And so on that summer day, Greene presented a plaque to ORNL Deputy for Science and Technology Thomas Zacharia to honor the induction of ORNL’s Holifield Radioactive Ion Beam Facility into the annals of physics history and its designation as an APS Historic Site. The plaque reads: "At this site, the Holifield Radioactive Ion Beam Facility (HRIBF) at Oak Ridge National Laboratory, researchers have conducted pioneering experiments using accelerated beams of radioactive nuclei to probe nuclear structure and investigate nuclear reactions that govern astrophysical processes. Important results have included early measurements with reaccelerated unstable beams, the first acceleration of neutron-rich fission fragments, and confirming the doubly magic nature of the heavy tin isotope 132Sn."

The Holifield Radioactive Ion Beam Facility and its predecessors, ORIC and the Holifield Heavy Ion Research Facility, supported five decades of nuclear physics and astrophysics research at ORNL.

"The Holifield Facility is an ORNL landmark in many ways, from the iconic tower for the tandem accelerator to the groundbreaking scientific results obtained there and published," said Zacharia. "We are very honored by the American Physical Society's recognition."

Placed into operation in 1962, the ORIC was one of the world’s first cyclotrons to exploit azimuthally varying field focusing. It provided a wide variety of particle beams for nuclear physics and chemistry experiments.

In the 1970s, ORNL added the 25-million volt Tandem Electrostatic Accelerator and the ORIC was reconfigured to serve as a booster accelerator. In 1980, the resulting Holifield Heavy Ion Research Facility — named for U.S. Rep. Chet Holifield, an atomic energy advocate — was identified as a DOE national user facility to provide more than 70 ion species for researchers worldwide.

Growing interest in research using beams of short-lived radioactive ions led to another reconfiguration of the facility, with the ORIC serving as a driver accelerator to produce radioactive ion species that were then injected into and accelerated by the 25-MV tandem. The new configuration, opened in 1997, was renamed the Holifield Radioactive Ion Beam Facility (HRIBF).
.....
_Requirement 1_
Answer these questions from the passage on the Holifield facility:
(a) In what year was the ORIC placed into operation?
(b) For whom was the Holifield Heavy Ion Research Facility named?
(c) In what year did the configuration renamed the Holifield Radioactive Ion Beam Facility open?
_Requirement 2_
Return verbatim the part of the passage on the Holifield facility that begins at the words "Placed into operation" and stops after the words "and chemistry experiments.".
The listing is unrelated to the passage on the Holifield facility.

_Source material_
.....
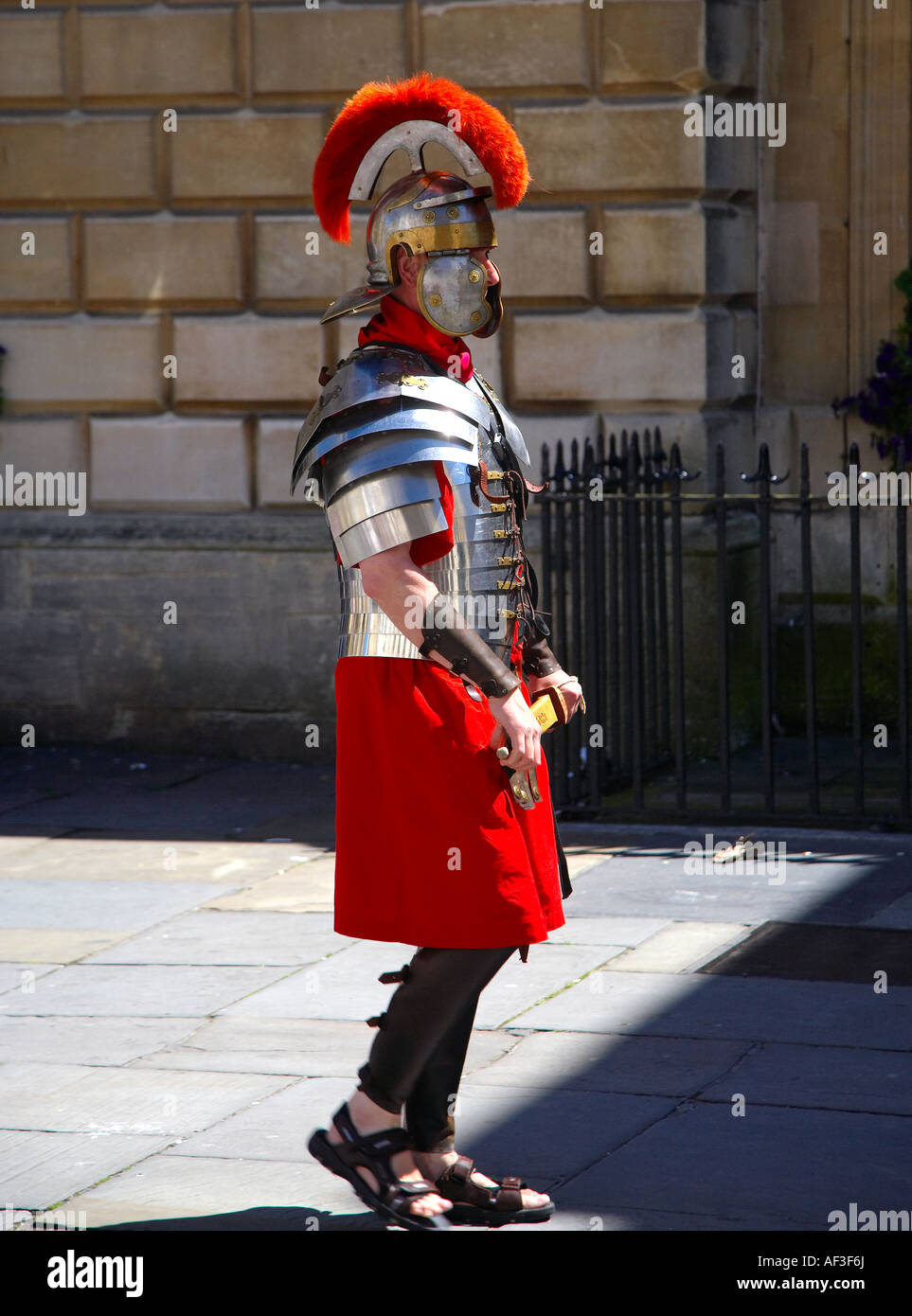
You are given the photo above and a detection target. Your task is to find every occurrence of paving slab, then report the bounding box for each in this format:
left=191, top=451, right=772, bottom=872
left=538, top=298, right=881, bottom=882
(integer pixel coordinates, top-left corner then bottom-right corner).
.....
_Exercise response 1_
(a) 1962
(b) U.S. Rep. Chet Holifield, an atomic energy advocate
(c) 1997

_Exercise response 2_
Placed into operation in 1962, the ORIC was one of the world’s first cyclotrons to exploit azimuthally varying field focusing. It provided a wide variety of particle beams for nuclear physics and chemistry experiments.